Dubbo学习记录(十五) - 服务调用【一】-之 服务端Netty的hander包装过程与 服务端线程模型

业界资讯 2023-08-01 22:02:37 阅读次数: 0

Dubbo服务调用

之前写十几篇文章, 自己对Dubbo的运行有了一定的了解。而Dubbo服务调用则是重中之重, 目测将这个过程写出来起码需要5-6篇文章;

服务端Netty的hander包装

服务导出的过程中, 会做两件事情、一件事情是将服务提供者的信息转换为URL放入注册中心;二是启动服务器; 而netty处理请求的数据过程依赖于一个个的handler,因此需要了解处理请求的Handler;

    private ExchangeServer createServer(URL url) {
    
    
    //省略部分代码
        ExchangeServer server;
        try {
    
    
            // requestHandler是请求处理器,类型为ExchangeHandler
            // 表示从url的端口接收到请求后,requestHandler来进行处理
            server = Exchangers.bind(url, requestHandler);
        } catch (RemotingException e) {
    
    
            throw new RpcException("Fail to start server(url: " + url + ") " + e.getMessage(), e);
        }
        return server;
    }

首先会传入requestHandler, 而这个handler是一个ExchangeHandlerAdapter类;

ExchangeHandlerAdapter

当请求到来的时候, 首先是调用received(Channel channel, Object message),然后会调用reply(ExchangeChannel channel, Object message)处理ing求,message就是请求的数据, channel则表示与客户端的长连接;
工作过程: 最终就是通过反射技术调用Method.invoke执行服务;

  1. 类型转换, 将Object转换为Invocation;
  2. 调用getInvoker获取服务提供者的执行器;(这个Invoker会被多层包装)
  3. 设置远程地址remoteAddress给RpcContext
  4. 调用执行器的invoke方法, 返回结果;
  5. 返回一个CompletionFuture实例;
private ExchangeHandler requestHandler = new ExchangeHandlerAdapter() {
    
    

        @Override
        public CompletableFuture<Object> reply(ExchangeChannel channel, Object message) throws RemotingException {
    
    
            Invocation inv = (Invocation) message;
            Invoker<?> invoker = getInvoker(channel, inv); 
			//省略部分代码
            RpcContext.getContext().setRemoteAddress(channel.getRemoteAddress());
            Result result = invoker.invoke(inv);
            return result.completionFuture().thenApply(Function.identity());
        }

        @Override
        public void received(Channel channel, Object message) throws RemotingException {
    
    
            if (message instanceof Invocation) {
    
    
                // 这是服务端接收到Invocation时的处理逻辑
                reply((ExchangeChannel) channel, message);
            } else {
    
    
                super.received(channel, message);
            }
        }
}

Exchangers.bind(url, requestHandler)
-*-
题目
请把Dubbo服务调用这篇文章中的一段一字不改地返回：从含有“首先会传入requestHa”的地方开始，到“Invoker会被多层包装)”之后结束。 后面的数据行用不到。

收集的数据
-*-
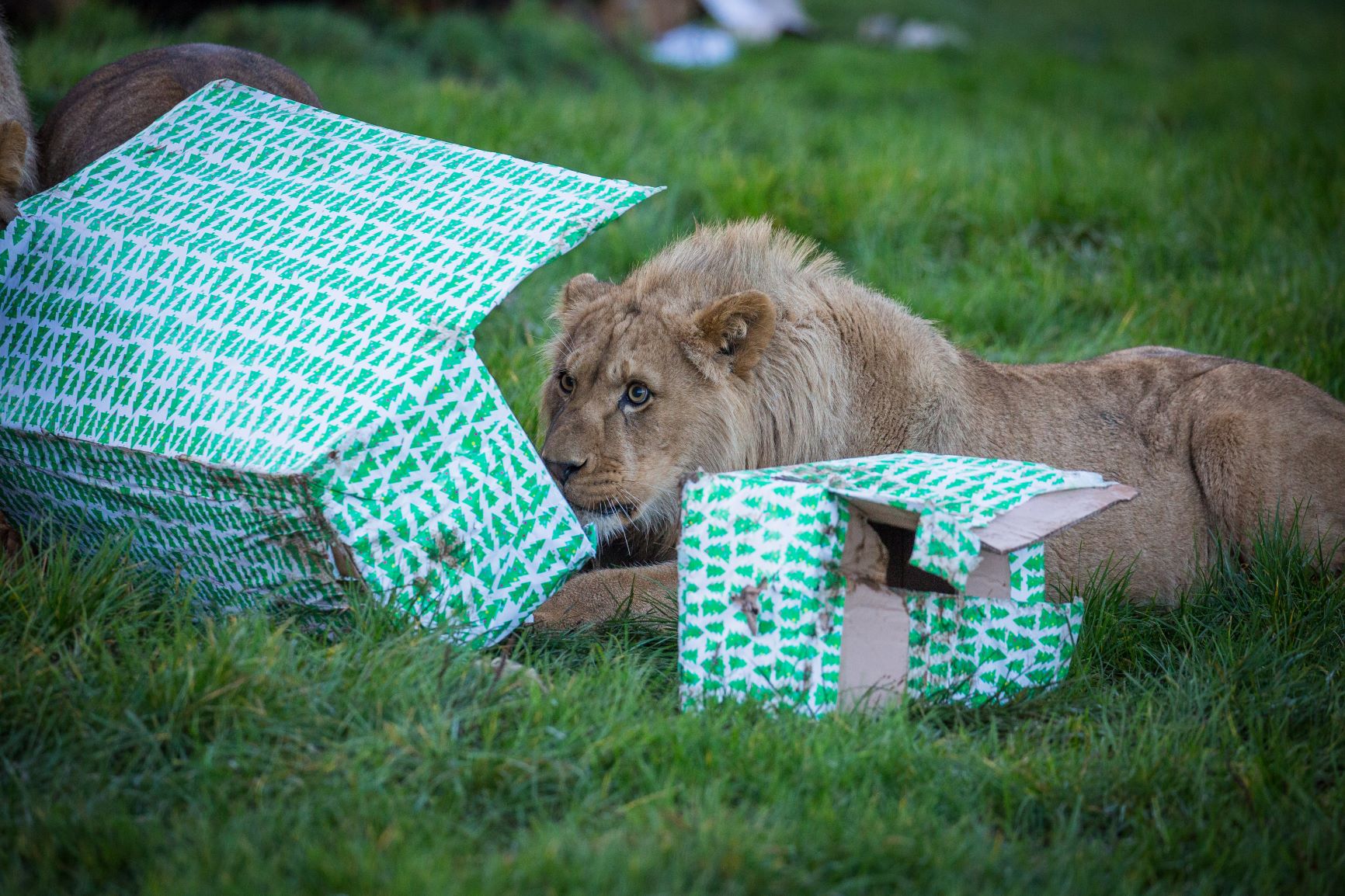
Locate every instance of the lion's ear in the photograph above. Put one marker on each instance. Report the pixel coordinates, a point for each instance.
(735, 332)
(580, 291)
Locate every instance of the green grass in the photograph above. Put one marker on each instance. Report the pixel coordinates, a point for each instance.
(1086, 176)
-*-
正确答案
首先会传入requestHandler, 而这个handler是一个ExchangeHandlerAdapter类;

ExchangeHandlerAdapter

当请求到来的时候, 首先是调用received(Channel channel, Object message),然后会调用reply(ExchangeChannel channel, Object message)处理ing求,message就是请求的数据, channel则表示与客户端的长连接;
工作过程: 最终就是通过反射技术调用Method.invoke执行服务;

  1. 类型转换, 将Object转换为Invocation;
  2. 调用getInvoker获取服务提供者的执行器;(这个Invoker会被多层包装)